- WHAT NEEDS TO BE DONE:
Reproduce exactly the lines beginning with the line that contains "Target: teal wall" and ending at the final line of the material below.

(Extracted records)
╭──

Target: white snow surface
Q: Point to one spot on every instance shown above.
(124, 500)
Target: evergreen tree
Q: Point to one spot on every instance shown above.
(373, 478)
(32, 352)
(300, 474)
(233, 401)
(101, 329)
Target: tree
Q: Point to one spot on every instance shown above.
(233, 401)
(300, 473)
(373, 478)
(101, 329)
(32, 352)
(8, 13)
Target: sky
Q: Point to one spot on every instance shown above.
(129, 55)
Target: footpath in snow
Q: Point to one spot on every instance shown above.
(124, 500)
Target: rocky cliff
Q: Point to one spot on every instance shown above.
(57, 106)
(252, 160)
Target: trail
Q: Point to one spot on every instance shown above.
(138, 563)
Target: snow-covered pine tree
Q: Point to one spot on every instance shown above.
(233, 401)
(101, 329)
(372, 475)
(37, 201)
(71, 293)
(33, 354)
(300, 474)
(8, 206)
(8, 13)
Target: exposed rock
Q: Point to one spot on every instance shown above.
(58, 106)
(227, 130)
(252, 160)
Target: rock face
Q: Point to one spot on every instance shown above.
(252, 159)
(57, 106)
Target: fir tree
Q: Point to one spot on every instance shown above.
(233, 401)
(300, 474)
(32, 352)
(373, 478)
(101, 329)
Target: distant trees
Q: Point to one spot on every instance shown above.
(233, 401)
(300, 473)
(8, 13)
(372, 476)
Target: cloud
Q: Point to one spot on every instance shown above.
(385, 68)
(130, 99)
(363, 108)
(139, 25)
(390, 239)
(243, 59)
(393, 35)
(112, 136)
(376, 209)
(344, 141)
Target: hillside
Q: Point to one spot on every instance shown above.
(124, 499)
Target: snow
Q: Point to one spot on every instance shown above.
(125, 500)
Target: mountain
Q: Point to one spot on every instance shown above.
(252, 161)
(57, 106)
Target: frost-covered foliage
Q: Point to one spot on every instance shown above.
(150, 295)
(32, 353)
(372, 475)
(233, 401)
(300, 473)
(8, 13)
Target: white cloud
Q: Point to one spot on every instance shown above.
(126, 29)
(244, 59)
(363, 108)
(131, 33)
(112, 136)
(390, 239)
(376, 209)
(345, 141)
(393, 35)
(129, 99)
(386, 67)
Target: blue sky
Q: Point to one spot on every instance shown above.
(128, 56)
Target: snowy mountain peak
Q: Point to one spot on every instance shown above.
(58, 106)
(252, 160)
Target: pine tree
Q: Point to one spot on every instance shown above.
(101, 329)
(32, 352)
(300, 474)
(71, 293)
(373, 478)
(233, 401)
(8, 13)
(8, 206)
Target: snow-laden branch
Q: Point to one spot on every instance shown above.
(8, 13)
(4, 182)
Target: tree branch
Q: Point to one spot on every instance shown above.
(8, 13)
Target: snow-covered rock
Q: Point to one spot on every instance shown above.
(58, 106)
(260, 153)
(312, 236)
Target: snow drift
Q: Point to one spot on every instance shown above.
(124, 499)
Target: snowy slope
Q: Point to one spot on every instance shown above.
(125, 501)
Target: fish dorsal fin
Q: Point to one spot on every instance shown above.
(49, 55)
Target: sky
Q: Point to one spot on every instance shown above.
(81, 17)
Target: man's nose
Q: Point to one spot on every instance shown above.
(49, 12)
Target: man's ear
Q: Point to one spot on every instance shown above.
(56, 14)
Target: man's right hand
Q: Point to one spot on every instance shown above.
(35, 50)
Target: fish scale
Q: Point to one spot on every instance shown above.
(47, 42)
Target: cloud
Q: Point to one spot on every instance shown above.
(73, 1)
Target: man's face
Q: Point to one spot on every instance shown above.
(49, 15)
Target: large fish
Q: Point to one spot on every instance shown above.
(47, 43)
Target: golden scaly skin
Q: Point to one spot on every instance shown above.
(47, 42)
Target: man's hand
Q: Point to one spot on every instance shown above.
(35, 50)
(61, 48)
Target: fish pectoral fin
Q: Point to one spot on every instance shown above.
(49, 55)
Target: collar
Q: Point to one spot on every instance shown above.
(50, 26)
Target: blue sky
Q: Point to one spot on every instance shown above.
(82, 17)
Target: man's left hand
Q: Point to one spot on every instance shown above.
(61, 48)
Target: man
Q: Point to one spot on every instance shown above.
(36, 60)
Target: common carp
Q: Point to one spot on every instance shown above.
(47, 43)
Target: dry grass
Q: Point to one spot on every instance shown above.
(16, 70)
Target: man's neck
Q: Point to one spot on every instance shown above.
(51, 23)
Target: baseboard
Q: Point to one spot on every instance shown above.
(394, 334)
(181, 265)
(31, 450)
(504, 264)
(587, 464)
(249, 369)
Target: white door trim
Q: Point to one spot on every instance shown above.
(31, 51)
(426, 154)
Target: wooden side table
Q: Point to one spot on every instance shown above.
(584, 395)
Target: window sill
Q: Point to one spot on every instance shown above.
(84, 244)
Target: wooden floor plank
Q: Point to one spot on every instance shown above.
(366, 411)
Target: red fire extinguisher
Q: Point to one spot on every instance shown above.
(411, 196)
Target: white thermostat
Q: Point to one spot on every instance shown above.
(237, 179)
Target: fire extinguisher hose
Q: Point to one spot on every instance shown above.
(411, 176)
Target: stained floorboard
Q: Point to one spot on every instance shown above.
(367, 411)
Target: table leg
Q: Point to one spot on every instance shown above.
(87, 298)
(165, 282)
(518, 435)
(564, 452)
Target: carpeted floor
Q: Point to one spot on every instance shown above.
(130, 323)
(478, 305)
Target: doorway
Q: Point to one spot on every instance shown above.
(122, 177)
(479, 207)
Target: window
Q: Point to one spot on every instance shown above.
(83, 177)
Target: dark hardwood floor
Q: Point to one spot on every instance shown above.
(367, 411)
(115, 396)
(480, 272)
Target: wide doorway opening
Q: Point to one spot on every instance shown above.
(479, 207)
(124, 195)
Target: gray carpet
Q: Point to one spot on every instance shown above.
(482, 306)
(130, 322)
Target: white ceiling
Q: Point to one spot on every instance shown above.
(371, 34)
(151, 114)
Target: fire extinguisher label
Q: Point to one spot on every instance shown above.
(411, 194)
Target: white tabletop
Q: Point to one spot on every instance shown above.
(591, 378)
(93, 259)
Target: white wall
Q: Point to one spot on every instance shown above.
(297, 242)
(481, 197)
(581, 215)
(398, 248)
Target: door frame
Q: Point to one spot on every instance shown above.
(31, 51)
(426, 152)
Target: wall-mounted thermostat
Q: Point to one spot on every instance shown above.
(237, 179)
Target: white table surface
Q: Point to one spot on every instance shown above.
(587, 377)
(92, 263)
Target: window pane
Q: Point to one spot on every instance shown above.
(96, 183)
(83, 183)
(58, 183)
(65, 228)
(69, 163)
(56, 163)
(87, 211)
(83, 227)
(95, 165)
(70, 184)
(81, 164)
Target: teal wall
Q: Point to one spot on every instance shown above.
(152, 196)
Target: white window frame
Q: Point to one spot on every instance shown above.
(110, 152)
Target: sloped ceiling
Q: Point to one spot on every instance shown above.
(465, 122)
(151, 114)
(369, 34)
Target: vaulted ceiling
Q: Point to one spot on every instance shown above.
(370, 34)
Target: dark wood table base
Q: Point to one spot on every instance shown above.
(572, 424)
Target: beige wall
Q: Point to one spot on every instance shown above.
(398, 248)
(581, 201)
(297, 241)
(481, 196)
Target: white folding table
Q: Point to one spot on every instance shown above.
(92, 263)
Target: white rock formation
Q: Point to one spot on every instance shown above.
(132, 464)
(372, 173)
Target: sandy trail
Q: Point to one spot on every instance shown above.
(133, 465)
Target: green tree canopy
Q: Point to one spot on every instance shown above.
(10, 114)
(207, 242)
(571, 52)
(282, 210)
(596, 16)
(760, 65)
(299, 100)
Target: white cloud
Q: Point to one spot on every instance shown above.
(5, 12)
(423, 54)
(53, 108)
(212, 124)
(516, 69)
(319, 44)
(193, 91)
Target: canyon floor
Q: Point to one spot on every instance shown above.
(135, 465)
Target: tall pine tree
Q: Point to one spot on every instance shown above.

╰──

- TASK RESULT:
Target: teal wall
Q: Point to one spot on every instance shown above.
(152, 196)
Target: white window frame
Q: Point to one spot on every instance shown above.
(110, 152)
Target: sloped ceiling
Q: Point to one spot on every instance shown above.
(465, 122)
(151, 114)
(369, 34)
Target: vaulted ceiling
Q: Point to one spot on every instance shown above.
(370, 34)
Target: dark wood table base
Q: Point to one spot on every instance shown above.
(572, 424)
Target: beige wall
Q: Point to one spot on every instance shown above.
(398, 248)
(581, 201)
(297, 241)
(481, 196)
Target: white folding table
Q: Point to one spot on every instance shown above.
(92, 263)
Target: white rock formation
Q: Point to one spot on every instance shown above.
(132, 464)
(372, 173)
Target: sandy trail
Q: Point to one spot on every instance shown above.
(133, 465)
Target: green tree canopy
Q: Point to one spot on every instance shown above.
(10, 114)
(207, 242)
(571, 52)
(282, 210)
(596, 16)
(760, 65)
(299, 100)
Target: white cloud
Q: Point to one spot on every instance shown above.
(5, 12)
(423, 54)
(53, 108)
(212, 124)
(516, 69)
(319, 44)
(193, 91)
Target: canyon floor
Q: Point to one spot on every instance shown above.
(135, 465)
Target: tall pine tree
Q: Point to one spot on every instance shown above.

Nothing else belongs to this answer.